Work request: Retype everything in the entries that follow, exactly as shown.

Stored data:
'''
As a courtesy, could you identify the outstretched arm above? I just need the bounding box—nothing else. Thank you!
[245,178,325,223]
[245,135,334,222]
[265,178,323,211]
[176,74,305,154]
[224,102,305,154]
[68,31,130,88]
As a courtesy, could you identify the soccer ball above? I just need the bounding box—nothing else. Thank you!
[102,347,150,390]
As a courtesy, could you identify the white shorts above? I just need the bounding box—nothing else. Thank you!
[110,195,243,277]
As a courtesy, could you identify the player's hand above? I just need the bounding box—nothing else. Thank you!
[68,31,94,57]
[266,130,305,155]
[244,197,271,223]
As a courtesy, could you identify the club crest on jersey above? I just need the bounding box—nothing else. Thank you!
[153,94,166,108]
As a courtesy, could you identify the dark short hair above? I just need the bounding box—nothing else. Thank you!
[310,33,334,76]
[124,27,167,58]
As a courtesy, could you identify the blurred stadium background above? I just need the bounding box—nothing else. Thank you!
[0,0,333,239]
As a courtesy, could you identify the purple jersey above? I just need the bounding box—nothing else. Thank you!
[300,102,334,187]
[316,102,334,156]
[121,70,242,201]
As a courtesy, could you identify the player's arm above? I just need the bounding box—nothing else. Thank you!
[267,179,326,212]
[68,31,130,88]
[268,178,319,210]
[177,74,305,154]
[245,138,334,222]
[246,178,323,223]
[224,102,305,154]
'''
Written response:
As a courtesy, could you identify the outstretched arm above? I just need the bounding box—nothing else. Thank you!
[245,178,325,223]
[245,135,334,222]
[265,178,323,211]
[176,74,305,154]
[224,102,305,154]
[68,31,130,88]
As a courtesy, could you identify the soccer ball above? I just need the bounding box—nothing else. Thank you!
[102,347,150,390]
As a courtesy, could you identify the white shorts above? I just need the bounding box—nothing else. Thank you!
[110,195,243,277]
As a courtesy, could you identify the player's hand above? I just need the bounding box—nothing else. Thank you!
[68,31,94,57]
[266,130,305,155]
[244,197,271,223]
As a courtesy, could you identify the club crest on jersey above? I just need the bounding box—nothing else. Thank you!
[153,94,166,108]
As a courtesy, could you identify the dark short hair above? I just need the bounding box—nothing else. Thank you!
[310,33,334,76]
[124,27,167,58]
As a courtesy, could you identify the blurred stadium background above? I just need the bounding box—nothing else. Thank you!
[0,0,333,239]
As a courtesy, could you identify the purple jersey above? I just need the bounding box—nothing else. Thank you!
[300,102,334,187]
[316,102,334,156]
[121,70,242,201]
As a courtesy, could you identify the player's arm above? I just need the bounding box—nothing else. Thank you!
[267,179,326,212]
[68,31,130,88]
[268,178,319,210]
[177,74,305,154]
[245,138,334,222]
[246,178,323,223]
[224,102,305,154]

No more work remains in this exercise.